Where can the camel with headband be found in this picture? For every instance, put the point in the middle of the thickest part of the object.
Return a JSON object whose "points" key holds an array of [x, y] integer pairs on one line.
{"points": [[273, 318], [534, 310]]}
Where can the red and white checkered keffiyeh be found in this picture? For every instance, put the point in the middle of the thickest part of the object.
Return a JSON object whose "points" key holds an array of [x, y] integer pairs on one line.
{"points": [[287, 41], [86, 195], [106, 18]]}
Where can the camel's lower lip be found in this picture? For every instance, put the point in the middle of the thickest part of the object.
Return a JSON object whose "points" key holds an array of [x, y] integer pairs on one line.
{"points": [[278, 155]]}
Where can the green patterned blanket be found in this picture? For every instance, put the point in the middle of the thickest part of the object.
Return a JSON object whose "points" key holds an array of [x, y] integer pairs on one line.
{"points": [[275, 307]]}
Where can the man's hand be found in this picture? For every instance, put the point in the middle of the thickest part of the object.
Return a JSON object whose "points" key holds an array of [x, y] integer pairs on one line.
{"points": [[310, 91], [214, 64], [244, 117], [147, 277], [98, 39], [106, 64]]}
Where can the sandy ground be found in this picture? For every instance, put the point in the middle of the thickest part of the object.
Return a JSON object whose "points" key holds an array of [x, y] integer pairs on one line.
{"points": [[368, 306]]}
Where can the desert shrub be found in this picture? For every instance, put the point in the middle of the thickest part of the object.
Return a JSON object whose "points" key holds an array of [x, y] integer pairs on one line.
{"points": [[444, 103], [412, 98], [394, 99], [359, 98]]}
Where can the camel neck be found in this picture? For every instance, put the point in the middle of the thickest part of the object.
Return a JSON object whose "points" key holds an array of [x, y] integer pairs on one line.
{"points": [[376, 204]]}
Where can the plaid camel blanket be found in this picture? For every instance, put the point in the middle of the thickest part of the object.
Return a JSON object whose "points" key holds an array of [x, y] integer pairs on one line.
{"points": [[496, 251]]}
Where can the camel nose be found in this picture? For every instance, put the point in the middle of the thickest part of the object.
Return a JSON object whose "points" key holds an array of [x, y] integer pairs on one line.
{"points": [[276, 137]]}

::::::::

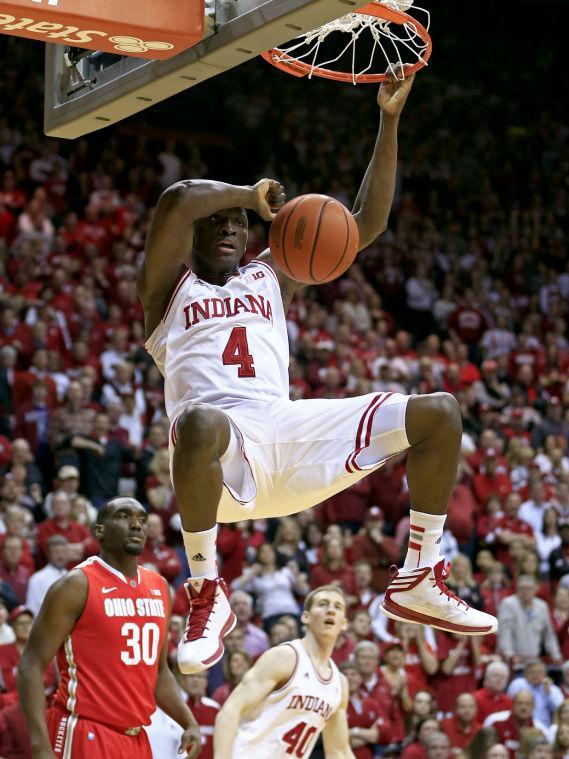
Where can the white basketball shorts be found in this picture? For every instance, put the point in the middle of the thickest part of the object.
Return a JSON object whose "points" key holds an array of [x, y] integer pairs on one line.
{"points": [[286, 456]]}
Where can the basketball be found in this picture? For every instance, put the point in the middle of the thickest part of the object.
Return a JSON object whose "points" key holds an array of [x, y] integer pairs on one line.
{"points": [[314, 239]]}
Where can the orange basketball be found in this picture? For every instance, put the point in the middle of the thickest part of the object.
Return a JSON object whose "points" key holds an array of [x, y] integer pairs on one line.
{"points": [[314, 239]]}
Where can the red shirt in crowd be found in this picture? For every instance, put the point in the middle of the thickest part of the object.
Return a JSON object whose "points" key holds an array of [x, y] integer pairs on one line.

::::::::

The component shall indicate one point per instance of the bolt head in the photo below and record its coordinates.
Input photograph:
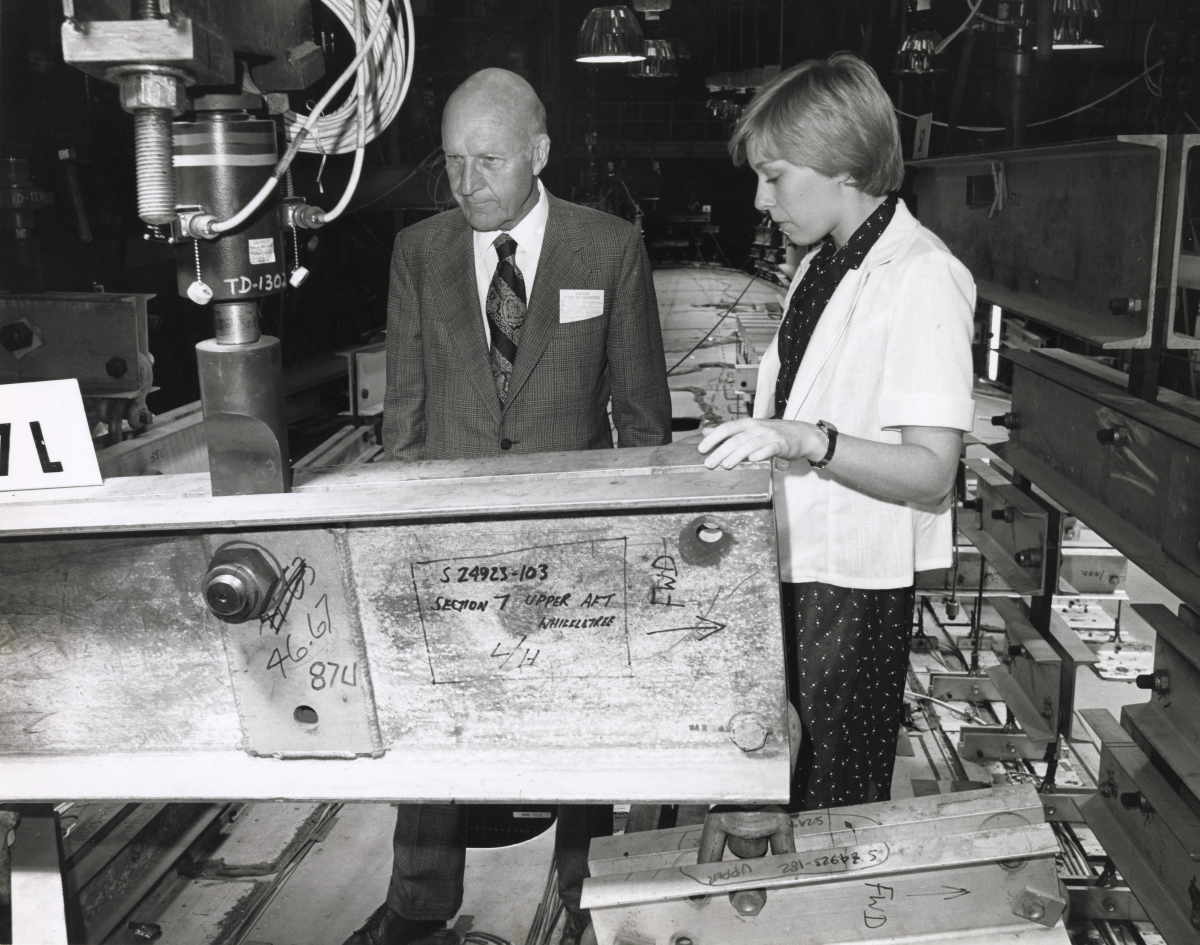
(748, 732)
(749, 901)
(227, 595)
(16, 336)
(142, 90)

::::::::

## What the exercise asks:
Show every line from the records above that contains the word "camel", copying each such line in full.

## Answer below:
Where can the camel with headband be found in this picture? For every instance, put the point in the middle of the thickest part of the object.
Where can the camel's lower lip be found in this picture? For every instance, put the point in the middle of the thickest part of the object.
Where can the camel neck be found in this picture? For every instance, put the point in the middle of the thickest part of the object.
Where can the plaid camel blanket be found in this picture? For every instance, put the point in the middle of the thickest part of the object.
Where can the camel nose be found in this picture? For every instance, put the point in the middle of the thickest part of the object.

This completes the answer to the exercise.